• Document excerpt
· · ·

DELIVERING DROUGHT INFORMATION: The House passed the National Integrated Drought Information System Reauthorization Act (H.R. 2431), sponsored by Rep. Ralph M. Hall, R-Texas. The bill would authorize $13.5 million of annual funding for the National Integrated Drought Information System through fiscal 2018 and direct the System to work with other federal agencies and state and local governments to communicate drought forecasts and information about drought conditions.

Hall said the reauthorization “will improve interagency coordination, early warnings, critical data sharing, and decision services related to drought. The bill encourages further research, monitoring, and forecasting, along with further development of regional early warning systems.”

· · ·

• Referring expression data

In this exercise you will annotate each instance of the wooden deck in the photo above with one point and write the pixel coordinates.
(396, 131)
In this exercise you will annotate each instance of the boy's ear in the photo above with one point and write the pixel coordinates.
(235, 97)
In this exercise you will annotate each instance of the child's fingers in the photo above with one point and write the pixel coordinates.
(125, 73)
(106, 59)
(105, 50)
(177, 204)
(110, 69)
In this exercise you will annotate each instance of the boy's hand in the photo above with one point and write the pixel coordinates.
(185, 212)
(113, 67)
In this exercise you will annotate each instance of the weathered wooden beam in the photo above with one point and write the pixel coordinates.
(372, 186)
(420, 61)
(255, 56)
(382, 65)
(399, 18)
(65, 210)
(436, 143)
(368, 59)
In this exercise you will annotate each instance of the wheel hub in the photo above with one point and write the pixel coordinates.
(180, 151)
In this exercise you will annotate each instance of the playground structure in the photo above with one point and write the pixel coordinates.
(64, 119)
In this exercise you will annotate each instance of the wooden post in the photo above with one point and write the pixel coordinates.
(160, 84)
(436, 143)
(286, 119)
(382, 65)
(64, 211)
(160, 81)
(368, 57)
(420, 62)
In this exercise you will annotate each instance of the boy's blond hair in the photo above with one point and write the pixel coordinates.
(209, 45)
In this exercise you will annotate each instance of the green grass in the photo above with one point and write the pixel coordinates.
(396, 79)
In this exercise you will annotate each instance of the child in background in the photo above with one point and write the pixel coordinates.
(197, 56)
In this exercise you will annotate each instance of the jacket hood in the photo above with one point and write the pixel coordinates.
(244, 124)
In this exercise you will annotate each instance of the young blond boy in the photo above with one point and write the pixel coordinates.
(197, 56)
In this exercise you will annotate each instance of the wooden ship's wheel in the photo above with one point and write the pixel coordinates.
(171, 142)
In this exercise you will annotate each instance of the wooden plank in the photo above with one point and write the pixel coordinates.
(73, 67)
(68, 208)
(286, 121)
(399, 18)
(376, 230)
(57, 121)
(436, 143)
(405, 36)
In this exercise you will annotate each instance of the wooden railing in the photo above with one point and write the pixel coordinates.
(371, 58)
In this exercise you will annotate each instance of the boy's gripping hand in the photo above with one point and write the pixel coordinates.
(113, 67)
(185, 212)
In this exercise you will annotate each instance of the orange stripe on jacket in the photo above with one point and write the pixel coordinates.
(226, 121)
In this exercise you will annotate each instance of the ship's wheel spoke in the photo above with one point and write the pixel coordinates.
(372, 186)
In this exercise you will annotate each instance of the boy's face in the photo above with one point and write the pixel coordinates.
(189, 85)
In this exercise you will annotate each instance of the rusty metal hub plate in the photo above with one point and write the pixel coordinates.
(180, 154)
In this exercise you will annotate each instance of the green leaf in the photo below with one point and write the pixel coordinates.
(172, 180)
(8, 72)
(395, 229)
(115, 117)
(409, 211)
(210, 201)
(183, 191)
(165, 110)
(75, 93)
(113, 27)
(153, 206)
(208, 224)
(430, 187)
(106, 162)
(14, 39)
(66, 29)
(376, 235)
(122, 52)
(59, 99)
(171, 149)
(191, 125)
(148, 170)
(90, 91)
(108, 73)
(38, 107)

· · ·

• To do
Rewrite part of the drought bill passage, beginning at the words "DELIVERING DROUGHT INFORMATION: The" and stopping after "about drought conditions.", with "drought forecasts" replaced by "drought predictions". Nothing in these lines is needed for the work.

• Output of the exercise
DELIVERING DROUGHT INFORMATION: The House passed the National Integrated Drought Information System Reauthorization Act (H.R. 2431), sponsored by Rep. Ralph M. Hall, R-Texas. The bill would authorize $13.5 million of annual funding for the National Integrated Drought Information System through fiscal 2018 and direct the System to work with other federal agencies and state and local governments to communicate drought predictions and information about drought conditions.